▶ [What you will do]
Quote the lines below word for word, from the first one up to and including the line with "[[[896,480],[837,502],[856,590],[891,724],[896,729]]]". Leave the pictures out of your answer.
**********
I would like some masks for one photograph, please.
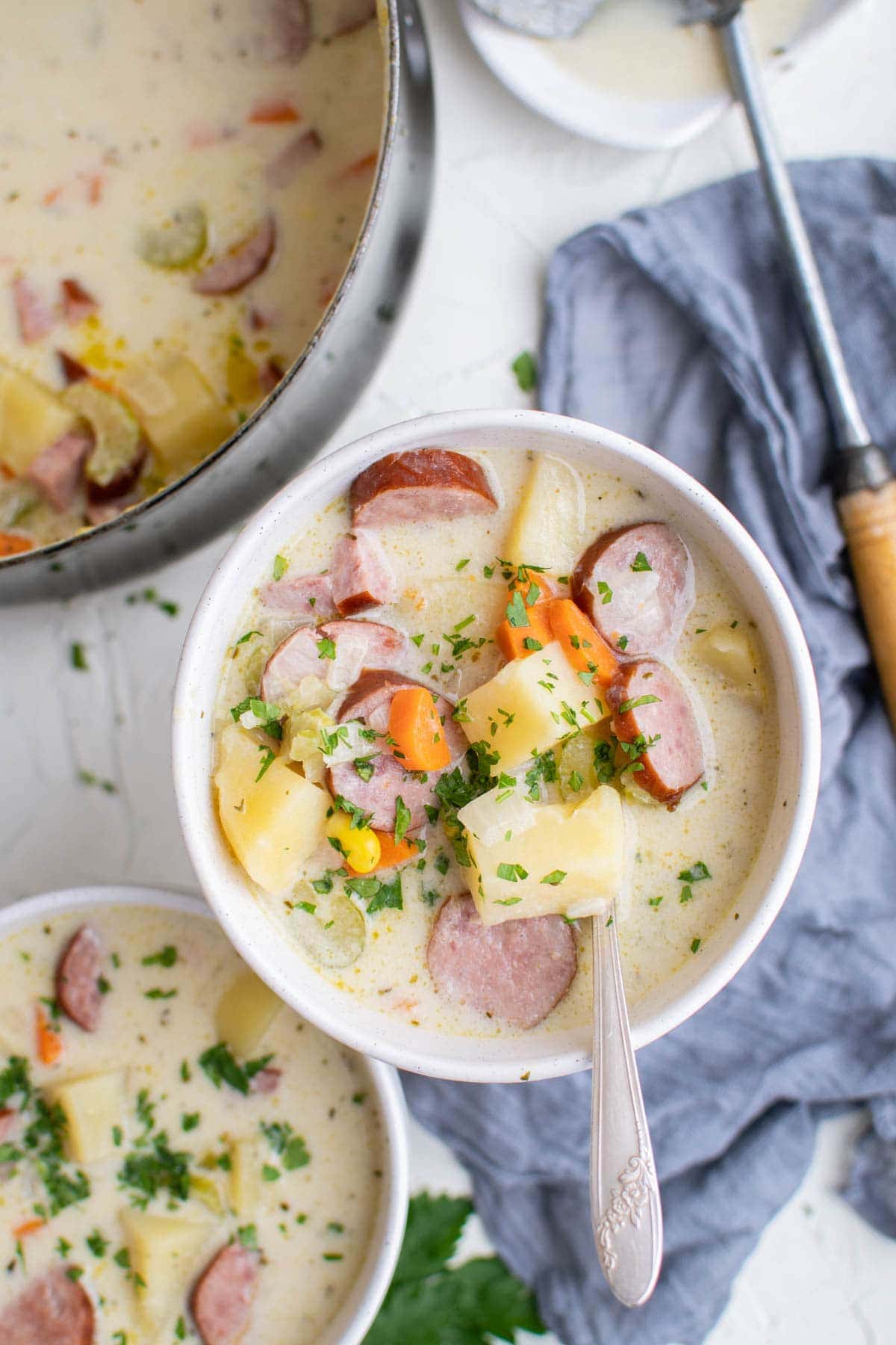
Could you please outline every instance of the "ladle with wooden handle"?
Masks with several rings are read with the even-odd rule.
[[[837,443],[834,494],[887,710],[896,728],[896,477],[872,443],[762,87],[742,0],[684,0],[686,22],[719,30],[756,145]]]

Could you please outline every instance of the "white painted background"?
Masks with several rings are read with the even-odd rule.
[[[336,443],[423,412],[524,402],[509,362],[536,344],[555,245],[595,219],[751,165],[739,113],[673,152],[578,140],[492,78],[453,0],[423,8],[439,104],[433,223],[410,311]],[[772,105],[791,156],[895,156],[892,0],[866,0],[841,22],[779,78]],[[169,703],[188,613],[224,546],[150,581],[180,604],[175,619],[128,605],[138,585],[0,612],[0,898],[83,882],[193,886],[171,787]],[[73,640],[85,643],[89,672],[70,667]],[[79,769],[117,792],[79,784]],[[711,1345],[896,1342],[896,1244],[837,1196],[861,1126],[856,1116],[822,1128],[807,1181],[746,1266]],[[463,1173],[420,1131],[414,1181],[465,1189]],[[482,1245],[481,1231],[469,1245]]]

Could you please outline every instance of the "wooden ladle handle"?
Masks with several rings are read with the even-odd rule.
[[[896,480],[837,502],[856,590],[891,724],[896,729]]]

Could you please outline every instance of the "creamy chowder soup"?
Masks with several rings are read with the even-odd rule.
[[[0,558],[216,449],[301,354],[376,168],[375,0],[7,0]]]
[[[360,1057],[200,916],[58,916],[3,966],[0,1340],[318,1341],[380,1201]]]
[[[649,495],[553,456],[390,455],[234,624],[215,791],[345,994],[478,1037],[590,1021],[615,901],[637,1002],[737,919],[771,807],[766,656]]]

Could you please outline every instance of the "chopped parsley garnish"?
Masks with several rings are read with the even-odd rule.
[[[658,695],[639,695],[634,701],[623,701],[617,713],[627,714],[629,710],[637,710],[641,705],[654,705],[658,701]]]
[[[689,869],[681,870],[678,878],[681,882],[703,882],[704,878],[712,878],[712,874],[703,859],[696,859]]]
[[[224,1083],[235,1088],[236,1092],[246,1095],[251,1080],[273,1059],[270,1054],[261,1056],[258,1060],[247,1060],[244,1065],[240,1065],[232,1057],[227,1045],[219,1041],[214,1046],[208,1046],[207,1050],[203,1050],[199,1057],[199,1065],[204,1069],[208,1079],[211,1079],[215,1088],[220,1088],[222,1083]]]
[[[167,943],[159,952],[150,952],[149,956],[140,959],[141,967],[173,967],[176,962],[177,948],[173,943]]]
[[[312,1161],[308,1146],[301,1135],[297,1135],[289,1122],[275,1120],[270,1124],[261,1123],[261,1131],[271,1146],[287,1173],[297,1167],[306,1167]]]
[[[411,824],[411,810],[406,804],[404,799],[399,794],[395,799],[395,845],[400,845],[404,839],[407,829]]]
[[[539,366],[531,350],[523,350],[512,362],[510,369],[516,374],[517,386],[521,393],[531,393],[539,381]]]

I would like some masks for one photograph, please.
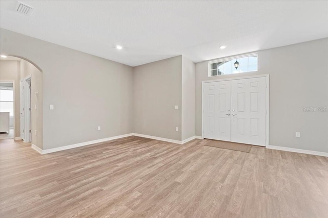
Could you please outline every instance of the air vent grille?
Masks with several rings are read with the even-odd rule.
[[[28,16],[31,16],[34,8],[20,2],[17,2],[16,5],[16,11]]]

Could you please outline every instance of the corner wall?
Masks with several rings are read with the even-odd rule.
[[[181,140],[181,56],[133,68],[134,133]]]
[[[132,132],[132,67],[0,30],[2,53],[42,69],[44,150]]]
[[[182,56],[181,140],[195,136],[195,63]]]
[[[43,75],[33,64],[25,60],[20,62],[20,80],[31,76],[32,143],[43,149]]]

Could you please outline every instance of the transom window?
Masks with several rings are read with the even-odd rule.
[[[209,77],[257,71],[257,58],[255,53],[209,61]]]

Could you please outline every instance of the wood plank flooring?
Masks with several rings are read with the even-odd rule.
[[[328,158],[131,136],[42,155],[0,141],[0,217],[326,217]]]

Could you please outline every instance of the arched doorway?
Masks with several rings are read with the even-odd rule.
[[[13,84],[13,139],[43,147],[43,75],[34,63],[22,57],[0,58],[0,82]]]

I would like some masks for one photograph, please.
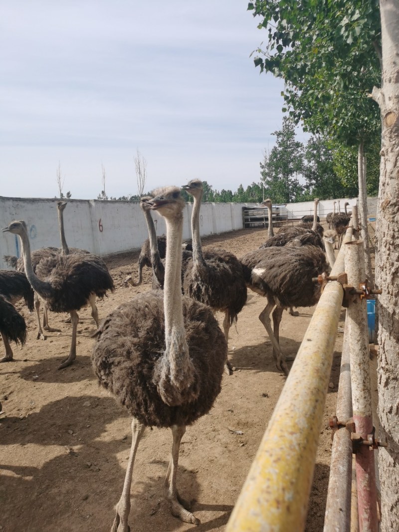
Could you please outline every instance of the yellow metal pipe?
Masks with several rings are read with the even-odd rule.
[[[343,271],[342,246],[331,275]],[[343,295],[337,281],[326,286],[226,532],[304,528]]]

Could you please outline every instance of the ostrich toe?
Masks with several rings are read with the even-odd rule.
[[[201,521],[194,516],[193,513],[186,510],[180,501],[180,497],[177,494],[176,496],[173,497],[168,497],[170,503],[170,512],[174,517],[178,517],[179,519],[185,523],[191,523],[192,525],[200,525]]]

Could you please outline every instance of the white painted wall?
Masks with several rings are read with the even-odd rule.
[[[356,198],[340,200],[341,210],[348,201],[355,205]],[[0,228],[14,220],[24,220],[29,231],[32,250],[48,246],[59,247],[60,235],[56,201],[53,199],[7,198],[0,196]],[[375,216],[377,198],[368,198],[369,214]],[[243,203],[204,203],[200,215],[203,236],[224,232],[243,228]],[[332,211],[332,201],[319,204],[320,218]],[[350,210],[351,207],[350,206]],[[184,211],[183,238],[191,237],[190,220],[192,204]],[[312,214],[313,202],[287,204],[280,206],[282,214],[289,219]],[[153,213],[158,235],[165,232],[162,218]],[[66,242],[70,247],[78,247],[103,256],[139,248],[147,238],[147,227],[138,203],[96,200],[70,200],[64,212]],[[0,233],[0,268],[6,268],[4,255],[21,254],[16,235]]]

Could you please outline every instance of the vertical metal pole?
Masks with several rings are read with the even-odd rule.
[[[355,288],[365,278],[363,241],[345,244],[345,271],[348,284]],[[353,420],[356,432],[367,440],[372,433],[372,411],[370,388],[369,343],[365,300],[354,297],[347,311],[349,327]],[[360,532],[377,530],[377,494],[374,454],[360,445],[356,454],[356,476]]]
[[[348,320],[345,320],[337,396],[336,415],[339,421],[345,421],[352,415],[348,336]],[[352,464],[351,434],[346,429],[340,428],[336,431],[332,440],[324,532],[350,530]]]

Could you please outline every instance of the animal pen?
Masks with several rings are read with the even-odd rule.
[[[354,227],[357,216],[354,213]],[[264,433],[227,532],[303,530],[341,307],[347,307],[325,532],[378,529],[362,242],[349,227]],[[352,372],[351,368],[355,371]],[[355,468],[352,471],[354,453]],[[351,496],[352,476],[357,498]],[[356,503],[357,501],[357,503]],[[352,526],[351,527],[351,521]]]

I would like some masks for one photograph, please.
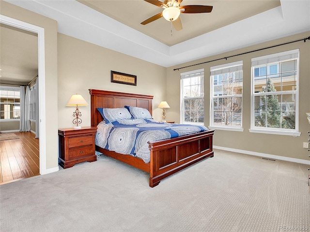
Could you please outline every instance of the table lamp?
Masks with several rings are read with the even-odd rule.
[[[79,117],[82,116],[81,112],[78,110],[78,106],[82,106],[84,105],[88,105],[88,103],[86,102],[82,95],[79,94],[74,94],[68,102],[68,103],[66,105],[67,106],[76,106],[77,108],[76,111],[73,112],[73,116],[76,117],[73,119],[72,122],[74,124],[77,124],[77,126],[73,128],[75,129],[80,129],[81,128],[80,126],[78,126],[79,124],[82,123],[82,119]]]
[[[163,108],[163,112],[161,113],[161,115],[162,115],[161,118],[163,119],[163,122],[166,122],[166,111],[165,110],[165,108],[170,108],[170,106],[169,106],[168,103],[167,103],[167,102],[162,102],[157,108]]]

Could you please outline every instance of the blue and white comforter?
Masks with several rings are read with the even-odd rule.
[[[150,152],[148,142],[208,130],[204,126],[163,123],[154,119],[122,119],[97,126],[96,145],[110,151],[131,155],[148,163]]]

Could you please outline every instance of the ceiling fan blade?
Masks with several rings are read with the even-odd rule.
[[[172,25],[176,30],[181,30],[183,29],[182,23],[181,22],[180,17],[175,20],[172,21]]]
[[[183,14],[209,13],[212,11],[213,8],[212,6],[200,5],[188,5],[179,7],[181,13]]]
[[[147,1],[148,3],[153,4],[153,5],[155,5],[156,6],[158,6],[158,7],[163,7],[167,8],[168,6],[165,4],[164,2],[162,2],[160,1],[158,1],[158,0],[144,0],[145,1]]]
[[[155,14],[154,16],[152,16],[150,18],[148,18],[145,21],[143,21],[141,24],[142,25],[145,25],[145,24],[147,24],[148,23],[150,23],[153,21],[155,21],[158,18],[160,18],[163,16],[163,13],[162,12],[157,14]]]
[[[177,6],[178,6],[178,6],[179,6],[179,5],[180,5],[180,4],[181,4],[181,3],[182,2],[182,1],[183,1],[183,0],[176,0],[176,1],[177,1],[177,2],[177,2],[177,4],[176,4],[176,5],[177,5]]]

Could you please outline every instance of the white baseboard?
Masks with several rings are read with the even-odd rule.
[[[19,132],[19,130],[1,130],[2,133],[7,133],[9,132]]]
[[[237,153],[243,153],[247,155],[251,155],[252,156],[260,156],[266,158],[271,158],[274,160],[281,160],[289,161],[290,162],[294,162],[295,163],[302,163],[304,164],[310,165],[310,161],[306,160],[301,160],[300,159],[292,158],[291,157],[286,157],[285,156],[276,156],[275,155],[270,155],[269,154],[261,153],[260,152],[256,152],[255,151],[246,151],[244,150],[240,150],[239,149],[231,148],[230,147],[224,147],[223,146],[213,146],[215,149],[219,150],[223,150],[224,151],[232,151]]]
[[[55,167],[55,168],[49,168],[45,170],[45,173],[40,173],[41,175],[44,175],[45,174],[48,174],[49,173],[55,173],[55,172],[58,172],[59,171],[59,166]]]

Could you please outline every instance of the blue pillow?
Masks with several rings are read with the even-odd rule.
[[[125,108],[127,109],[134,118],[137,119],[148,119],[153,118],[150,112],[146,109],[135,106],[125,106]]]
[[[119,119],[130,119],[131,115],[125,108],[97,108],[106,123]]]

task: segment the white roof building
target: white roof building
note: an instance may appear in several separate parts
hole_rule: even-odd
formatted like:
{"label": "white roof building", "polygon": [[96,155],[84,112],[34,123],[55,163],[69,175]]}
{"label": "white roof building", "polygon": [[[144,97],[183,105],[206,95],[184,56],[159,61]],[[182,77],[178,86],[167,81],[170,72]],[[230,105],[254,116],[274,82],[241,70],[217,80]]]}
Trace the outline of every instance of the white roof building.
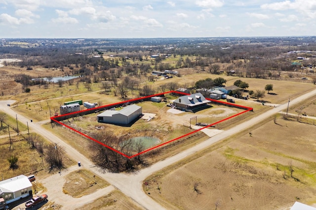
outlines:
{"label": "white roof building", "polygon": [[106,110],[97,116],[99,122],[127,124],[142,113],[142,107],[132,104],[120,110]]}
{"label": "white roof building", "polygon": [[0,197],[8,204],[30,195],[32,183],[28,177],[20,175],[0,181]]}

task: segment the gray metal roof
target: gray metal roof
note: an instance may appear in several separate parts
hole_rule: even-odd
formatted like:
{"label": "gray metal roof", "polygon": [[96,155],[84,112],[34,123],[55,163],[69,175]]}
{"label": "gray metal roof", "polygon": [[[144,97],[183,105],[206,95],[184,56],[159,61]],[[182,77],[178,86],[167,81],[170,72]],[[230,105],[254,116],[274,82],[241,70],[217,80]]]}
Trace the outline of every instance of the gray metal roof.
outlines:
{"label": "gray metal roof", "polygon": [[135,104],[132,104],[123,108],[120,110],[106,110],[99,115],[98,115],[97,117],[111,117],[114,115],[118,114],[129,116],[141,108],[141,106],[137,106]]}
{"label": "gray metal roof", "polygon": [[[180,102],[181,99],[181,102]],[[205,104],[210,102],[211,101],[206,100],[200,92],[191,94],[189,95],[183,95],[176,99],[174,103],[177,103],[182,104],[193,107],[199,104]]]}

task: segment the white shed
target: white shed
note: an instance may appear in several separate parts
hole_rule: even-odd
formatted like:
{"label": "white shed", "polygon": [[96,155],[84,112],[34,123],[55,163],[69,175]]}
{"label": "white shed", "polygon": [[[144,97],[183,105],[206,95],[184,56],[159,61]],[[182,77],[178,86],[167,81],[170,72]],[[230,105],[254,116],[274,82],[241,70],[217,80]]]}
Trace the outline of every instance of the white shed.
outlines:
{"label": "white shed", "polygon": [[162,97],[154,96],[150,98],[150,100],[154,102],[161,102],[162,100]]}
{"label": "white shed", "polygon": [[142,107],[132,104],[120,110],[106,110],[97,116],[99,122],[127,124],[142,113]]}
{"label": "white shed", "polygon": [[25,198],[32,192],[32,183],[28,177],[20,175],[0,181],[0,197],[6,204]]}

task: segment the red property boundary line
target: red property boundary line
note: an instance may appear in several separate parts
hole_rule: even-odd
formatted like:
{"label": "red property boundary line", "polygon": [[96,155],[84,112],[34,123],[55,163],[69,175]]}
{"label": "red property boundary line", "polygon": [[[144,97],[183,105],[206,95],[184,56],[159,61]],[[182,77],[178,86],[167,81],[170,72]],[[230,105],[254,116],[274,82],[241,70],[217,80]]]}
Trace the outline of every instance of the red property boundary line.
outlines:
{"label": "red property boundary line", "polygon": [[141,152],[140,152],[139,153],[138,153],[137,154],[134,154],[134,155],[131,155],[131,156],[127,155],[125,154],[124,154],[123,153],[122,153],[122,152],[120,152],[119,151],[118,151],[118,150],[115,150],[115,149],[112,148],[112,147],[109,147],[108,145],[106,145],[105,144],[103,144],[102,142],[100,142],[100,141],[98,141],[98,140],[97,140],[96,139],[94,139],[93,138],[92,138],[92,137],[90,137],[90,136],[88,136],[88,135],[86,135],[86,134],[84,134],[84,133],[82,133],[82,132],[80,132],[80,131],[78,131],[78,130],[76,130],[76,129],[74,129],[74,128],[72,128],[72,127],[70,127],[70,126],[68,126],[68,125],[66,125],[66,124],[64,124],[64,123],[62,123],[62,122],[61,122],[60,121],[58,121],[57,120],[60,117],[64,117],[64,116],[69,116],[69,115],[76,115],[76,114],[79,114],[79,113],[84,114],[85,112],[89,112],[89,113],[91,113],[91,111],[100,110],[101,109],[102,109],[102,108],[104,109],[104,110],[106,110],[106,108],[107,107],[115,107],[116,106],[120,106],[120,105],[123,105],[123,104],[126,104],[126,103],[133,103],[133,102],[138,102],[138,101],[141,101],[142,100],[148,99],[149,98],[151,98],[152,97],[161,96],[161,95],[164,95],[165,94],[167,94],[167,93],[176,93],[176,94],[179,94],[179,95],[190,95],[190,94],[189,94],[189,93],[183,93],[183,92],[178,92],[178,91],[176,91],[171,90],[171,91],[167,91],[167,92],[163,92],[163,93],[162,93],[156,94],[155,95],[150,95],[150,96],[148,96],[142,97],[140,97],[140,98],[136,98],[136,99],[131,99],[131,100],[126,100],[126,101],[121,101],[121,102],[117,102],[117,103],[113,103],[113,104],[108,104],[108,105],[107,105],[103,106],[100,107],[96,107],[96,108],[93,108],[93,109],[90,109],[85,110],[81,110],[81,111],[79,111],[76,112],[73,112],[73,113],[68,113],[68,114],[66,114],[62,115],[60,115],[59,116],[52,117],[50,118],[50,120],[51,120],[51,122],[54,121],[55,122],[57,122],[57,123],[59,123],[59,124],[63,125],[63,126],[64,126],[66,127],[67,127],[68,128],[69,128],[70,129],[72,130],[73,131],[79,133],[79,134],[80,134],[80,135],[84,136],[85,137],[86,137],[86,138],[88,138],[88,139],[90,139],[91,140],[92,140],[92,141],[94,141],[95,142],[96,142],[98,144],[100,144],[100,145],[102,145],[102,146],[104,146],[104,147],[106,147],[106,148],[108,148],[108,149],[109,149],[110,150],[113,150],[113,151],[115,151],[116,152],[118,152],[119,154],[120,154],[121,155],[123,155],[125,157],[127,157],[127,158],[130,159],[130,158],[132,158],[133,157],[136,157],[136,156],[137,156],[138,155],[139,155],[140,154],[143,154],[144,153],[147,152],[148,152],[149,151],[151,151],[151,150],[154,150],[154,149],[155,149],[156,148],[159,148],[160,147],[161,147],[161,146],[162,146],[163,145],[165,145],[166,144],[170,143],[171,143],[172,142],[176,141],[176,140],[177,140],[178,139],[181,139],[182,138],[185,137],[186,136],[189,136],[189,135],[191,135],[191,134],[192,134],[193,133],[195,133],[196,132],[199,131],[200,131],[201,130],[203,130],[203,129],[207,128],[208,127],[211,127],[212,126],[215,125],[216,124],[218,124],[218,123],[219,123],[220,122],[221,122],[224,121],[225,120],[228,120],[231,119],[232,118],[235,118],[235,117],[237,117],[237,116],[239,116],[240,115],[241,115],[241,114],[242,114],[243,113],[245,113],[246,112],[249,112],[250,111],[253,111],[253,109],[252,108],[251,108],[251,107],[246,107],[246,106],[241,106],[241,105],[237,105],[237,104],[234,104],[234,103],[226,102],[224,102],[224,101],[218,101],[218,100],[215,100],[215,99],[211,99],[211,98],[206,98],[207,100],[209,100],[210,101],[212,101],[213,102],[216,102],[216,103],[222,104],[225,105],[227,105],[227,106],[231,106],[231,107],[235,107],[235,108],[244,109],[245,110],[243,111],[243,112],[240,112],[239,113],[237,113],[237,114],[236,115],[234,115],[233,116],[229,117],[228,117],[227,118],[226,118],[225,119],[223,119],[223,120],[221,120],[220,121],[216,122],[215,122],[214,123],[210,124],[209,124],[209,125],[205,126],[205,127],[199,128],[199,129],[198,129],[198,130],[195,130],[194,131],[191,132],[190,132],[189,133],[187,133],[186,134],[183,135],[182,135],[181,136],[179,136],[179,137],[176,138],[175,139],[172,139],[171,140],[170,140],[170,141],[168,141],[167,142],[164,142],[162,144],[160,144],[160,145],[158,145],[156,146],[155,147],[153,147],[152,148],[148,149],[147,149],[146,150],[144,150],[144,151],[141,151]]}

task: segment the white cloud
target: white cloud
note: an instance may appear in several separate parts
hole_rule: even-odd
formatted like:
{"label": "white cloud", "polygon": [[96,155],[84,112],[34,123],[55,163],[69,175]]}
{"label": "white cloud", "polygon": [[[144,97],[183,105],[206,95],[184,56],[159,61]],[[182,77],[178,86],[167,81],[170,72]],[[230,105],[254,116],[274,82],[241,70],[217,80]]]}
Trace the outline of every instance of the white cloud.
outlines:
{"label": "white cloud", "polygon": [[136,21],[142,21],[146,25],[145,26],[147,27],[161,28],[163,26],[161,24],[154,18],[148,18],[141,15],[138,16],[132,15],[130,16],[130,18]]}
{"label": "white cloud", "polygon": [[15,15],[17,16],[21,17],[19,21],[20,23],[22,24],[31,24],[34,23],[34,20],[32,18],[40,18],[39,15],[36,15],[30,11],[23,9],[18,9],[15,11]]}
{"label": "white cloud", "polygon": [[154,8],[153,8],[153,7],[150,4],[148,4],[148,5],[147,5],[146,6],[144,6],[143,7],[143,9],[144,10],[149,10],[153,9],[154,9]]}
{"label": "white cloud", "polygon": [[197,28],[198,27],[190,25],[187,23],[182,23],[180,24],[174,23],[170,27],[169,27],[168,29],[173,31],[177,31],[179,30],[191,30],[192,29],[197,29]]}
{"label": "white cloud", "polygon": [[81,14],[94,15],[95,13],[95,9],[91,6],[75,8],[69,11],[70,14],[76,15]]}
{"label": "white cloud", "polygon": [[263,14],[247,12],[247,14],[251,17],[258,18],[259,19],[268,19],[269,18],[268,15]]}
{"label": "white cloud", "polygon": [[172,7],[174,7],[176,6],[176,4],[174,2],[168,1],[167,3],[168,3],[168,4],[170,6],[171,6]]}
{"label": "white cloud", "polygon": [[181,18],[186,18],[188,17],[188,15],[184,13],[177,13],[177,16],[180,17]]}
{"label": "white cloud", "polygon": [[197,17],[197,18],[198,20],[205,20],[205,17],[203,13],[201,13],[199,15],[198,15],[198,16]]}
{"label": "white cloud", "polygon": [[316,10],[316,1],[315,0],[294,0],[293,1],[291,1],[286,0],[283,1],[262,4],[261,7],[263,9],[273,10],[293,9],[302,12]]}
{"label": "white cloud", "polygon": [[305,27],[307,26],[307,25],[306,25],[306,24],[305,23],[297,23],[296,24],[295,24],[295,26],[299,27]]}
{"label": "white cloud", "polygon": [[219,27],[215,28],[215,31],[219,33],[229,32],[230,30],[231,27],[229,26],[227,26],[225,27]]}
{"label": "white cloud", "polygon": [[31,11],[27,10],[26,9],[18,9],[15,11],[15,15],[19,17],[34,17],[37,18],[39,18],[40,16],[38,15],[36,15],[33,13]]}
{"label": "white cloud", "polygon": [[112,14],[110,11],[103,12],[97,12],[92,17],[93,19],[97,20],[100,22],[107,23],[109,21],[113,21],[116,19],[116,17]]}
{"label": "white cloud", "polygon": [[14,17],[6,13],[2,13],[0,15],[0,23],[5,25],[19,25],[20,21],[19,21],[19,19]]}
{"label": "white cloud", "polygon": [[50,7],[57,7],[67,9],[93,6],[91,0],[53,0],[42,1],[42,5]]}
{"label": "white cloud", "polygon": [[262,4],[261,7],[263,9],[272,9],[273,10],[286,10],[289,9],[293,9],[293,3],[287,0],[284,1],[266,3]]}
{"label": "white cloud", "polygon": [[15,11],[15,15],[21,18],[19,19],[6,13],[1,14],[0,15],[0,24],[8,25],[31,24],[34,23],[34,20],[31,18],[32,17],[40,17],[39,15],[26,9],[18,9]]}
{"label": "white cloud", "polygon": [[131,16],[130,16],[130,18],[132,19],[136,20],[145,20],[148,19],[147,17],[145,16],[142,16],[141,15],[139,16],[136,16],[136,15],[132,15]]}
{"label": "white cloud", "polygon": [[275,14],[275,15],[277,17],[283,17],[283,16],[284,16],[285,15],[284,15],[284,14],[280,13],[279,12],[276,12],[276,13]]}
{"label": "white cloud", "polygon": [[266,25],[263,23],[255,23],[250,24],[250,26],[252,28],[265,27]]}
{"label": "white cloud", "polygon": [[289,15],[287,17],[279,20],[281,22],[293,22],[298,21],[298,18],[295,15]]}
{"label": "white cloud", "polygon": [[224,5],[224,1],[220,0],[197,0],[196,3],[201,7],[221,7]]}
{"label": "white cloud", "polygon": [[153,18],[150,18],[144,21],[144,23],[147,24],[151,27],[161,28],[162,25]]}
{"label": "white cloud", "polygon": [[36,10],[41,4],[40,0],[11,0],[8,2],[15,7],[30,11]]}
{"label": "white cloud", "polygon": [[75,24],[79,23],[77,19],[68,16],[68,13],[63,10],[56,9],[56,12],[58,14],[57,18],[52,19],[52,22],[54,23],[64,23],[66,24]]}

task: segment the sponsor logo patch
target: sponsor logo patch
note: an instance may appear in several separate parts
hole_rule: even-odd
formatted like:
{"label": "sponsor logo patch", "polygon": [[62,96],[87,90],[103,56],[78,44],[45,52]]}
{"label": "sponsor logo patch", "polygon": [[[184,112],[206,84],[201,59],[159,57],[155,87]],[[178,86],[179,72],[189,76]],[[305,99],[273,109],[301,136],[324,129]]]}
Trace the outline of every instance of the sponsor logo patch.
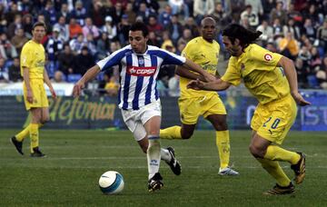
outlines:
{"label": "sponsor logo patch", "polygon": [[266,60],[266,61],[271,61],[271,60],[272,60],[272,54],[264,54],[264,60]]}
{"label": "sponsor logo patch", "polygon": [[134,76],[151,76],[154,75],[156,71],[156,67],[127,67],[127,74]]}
**********
▶ [In response]
I would like some masks for one photograph, please.
Could you please outline every instance of the "ladle with wooden handle"?
Masks with several rings are read with the even-odd rule.
[[[837,443],[834,494],[887,710],[896,728],[896,477],[872,443],[762,87],[742,0],[684,0],[686,22],[719,30],[756,145]]]

Could you please outline every instance of the "white painted background"?
Masks with several rings are read with the even-odd rule.
[[[336,443],[423,412],[524,402],[509,362],[536,344],[555,245],[595,219],[751,165],[739,113],[673,152],[578,140],[492,78],[453,0],[423,8],[439,104],[433,223],[410,311]],[[772,105],[791,156],[895,156],[892,0],[866,0],[841,22],[779,78]],[[169,703],[188,613],[224,546],[150,581],[180,604],[175,619],[128,605],[138,585],[0,612],[0,898],[83,882],[193,886],[171,787]],[[73,640],[85,643],[89,672],[70,667]],[[79,769],[117,792],[79,784]],[[711,1345],[896,1342],[896,1244],[837,1196],[861,1126],[856,1116],[822,1128],[807,1181],[746,1266]],[[463,1173],[420,1131],[414,1181],[465,1189]],[[482,1245],[481,1231],[469,1245]]]

Could you please outline every instance of the "wooden ladle handle"?
Masks with several rings are read with the even-odd rule.
[[[896,480],[837,502],[856,590],[891,724],[896,729]]]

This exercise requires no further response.